*** TASK INPUT ***

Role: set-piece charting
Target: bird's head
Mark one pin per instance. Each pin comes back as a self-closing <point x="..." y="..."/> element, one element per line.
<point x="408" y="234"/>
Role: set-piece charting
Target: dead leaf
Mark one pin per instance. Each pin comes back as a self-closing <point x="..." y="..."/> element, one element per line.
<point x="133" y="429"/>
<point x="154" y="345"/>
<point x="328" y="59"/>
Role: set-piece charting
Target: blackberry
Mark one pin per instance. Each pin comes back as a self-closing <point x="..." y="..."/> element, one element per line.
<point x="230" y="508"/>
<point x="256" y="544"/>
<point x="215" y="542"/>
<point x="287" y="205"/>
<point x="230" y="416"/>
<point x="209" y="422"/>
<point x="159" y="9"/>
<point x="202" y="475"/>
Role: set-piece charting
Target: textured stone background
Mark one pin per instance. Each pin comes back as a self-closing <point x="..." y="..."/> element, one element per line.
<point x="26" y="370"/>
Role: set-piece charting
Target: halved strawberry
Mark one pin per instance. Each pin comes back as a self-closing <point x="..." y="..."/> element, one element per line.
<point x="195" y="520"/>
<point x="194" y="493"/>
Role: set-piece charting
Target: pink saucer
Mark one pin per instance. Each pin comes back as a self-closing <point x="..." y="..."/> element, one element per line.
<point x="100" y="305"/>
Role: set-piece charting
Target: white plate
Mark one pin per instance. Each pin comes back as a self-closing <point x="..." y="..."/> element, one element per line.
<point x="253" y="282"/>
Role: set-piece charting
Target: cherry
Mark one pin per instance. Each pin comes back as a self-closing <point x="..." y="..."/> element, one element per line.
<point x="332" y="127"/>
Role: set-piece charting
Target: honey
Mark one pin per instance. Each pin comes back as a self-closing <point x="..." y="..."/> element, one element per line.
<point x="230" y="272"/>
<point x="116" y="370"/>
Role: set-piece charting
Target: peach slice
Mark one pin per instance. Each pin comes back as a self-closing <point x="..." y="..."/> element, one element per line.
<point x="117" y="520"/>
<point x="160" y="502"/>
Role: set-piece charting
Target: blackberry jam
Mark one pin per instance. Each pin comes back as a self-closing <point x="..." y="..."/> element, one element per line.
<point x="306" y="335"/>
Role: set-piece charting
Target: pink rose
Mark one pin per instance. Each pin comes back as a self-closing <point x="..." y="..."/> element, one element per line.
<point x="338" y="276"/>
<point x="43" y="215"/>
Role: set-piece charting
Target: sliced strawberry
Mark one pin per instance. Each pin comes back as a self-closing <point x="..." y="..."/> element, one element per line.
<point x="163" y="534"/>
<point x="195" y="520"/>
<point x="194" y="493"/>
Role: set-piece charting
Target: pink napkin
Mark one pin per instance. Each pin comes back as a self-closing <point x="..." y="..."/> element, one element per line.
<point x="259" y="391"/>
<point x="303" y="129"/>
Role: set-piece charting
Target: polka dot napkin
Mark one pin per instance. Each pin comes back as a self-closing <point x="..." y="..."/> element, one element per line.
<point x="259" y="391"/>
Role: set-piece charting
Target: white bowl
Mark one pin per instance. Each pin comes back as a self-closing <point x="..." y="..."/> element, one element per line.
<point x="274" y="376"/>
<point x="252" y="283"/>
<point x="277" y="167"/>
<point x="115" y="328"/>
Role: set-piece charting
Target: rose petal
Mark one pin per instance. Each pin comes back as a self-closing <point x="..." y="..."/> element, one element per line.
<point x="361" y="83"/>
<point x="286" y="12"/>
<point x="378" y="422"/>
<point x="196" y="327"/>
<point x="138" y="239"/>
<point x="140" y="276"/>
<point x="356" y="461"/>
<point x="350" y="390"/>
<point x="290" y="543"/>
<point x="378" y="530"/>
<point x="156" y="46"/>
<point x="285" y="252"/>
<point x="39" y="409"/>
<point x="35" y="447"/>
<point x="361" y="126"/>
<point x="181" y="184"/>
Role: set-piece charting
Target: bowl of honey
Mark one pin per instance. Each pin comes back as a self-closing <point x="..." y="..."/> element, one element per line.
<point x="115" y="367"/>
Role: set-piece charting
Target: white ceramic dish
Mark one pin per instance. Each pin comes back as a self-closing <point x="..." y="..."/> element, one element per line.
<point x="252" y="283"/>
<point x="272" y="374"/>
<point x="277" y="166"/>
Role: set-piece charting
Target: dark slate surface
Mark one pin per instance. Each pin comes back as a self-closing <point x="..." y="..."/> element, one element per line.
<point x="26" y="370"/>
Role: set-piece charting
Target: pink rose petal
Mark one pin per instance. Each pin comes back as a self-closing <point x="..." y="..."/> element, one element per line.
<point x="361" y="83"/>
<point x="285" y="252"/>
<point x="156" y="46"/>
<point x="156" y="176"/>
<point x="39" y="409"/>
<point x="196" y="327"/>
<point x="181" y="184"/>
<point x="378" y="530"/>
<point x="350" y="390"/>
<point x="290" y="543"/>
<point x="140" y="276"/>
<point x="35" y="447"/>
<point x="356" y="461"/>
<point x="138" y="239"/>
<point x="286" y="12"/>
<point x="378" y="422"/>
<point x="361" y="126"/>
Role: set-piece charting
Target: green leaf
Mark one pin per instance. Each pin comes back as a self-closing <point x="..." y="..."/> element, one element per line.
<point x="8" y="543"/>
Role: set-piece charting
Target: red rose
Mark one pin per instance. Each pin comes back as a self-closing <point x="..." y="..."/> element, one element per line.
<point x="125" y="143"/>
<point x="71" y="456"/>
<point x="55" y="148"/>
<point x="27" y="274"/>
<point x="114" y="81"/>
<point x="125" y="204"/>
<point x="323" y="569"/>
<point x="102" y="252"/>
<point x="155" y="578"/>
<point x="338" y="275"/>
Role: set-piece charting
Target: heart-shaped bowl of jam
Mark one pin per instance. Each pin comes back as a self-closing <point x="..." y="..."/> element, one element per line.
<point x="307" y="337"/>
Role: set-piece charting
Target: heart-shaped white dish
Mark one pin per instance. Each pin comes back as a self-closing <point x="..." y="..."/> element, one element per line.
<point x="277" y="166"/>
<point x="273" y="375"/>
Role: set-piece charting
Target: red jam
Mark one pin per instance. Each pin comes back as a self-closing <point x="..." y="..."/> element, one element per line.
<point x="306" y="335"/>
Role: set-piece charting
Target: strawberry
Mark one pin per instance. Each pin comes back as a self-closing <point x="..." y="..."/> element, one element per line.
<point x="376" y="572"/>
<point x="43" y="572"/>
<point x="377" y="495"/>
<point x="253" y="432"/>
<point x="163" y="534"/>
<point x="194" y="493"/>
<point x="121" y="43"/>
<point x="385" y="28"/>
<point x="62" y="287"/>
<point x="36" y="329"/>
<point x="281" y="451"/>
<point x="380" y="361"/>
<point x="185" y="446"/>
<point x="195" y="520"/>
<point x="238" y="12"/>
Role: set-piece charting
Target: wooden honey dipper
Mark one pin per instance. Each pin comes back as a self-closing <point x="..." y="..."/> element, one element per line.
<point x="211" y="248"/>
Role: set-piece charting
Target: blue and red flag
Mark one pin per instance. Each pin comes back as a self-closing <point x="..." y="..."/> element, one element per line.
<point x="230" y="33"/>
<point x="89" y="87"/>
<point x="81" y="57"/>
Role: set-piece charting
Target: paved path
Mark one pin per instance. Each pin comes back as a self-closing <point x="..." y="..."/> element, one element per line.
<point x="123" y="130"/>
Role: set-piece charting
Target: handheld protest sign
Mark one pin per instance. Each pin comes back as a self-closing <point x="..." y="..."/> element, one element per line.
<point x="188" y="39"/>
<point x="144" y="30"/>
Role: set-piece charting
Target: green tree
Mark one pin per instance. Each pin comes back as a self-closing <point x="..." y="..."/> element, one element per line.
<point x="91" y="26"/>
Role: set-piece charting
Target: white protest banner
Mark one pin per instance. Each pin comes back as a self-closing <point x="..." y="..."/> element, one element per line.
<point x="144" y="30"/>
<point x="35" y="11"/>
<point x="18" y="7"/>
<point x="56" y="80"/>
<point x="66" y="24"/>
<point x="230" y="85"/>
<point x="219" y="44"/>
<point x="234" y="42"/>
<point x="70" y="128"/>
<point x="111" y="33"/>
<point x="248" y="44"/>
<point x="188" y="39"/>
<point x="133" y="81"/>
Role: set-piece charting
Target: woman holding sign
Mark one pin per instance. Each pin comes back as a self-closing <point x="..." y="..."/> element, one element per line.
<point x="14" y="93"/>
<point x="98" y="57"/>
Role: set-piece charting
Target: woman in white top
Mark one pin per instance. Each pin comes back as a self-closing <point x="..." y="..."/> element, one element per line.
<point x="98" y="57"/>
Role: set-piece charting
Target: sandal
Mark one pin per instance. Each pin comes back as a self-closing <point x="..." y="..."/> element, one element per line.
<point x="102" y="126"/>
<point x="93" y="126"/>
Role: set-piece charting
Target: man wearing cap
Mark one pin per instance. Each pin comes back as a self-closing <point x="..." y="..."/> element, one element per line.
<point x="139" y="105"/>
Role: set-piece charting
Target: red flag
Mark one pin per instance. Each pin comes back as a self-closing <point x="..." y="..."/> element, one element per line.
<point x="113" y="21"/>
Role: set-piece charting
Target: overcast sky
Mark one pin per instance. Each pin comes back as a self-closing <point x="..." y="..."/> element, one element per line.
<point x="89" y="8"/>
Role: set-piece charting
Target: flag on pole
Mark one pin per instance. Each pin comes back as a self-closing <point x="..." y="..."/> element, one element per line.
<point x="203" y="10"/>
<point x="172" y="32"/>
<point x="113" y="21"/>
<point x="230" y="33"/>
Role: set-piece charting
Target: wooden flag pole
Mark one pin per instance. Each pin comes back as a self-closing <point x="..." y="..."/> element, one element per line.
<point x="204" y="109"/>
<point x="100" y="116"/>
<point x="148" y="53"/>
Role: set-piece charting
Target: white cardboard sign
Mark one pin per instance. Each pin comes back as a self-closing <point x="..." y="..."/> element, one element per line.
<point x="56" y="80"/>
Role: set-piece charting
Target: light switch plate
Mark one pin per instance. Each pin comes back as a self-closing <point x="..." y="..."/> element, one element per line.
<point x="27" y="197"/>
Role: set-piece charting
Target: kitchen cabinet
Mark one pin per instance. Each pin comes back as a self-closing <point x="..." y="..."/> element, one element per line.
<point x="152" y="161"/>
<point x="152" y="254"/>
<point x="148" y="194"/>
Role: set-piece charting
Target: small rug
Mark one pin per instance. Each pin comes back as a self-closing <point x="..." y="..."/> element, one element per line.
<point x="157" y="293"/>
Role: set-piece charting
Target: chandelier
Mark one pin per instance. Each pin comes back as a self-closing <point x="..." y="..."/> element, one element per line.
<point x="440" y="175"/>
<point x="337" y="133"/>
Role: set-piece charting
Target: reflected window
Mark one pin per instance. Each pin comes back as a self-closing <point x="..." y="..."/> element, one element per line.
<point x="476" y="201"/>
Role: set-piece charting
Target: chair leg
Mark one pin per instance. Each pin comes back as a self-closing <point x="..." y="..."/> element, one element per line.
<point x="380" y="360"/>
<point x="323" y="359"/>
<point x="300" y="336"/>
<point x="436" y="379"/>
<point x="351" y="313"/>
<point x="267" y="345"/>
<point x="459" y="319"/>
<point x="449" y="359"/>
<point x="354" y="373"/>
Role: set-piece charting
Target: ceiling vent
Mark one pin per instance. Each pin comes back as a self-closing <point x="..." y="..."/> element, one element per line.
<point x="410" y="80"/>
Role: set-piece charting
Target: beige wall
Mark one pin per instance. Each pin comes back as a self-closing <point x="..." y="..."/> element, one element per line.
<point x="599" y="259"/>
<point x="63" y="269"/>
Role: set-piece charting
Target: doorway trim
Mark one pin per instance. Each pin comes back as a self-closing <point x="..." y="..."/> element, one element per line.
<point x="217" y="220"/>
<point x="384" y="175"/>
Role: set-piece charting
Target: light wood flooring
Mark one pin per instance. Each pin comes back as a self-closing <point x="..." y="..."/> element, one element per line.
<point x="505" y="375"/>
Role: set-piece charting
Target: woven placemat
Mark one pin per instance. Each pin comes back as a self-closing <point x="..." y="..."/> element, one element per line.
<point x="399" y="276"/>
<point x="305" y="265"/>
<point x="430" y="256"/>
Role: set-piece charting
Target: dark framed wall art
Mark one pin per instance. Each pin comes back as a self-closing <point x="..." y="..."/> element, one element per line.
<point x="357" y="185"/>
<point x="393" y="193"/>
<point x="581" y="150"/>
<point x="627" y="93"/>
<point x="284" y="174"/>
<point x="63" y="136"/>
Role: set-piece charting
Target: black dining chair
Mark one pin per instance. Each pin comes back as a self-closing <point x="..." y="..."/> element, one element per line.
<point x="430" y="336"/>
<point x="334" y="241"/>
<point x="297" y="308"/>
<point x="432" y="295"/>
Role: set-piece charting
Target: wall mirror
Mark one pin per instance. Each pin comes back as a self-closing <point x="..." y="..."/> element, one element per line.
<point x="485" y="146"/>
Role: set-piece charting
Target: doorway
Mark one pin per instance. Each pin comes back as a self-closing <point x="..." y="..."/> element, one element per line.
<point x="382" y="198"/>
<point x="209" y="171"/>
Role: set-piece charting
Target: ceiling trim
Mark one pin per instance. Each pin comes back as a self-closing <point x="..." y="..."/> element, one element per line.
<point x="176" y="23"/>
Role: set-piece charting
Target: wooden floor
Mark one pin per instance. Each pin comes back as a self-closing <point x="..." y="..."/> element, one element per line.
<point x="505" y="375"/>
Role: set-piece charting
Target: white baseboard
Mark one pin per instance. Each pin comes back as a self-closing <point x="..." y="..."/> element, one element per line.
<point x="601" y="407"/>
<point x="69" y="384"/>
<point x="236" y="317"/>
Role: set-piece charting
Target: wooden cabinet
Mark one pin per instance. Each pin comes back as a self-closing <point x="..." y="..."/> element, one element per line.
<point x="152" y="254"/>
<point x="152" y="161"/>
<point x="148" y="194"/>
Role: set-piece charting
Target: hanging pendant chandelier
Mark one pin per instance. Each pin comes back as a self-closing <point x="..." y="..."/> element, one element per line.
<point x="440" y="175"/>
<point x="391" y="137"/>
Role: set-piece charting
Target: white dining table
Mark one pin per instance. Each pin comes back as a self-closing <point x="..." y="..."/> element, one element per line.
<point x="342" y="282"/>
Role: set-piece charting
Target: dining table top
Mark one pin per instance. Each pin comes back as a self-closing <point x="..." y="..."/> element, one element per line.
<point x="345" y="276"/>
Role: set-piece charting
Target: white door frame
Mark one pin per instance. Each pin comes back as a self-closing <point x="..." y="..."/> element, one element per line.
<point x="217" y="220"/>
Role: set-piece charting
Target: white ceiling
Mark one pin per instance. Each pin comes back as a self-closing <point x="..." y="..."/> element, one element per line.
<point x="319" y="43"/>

***

→ WHAT THIS TASK INVOLVES:
Pick out each line in the records above that contains the word "wall" and copy those lines in full.

→ RESULT:
Target: beige wall
Target: dark framed wall art
Target: wall mirror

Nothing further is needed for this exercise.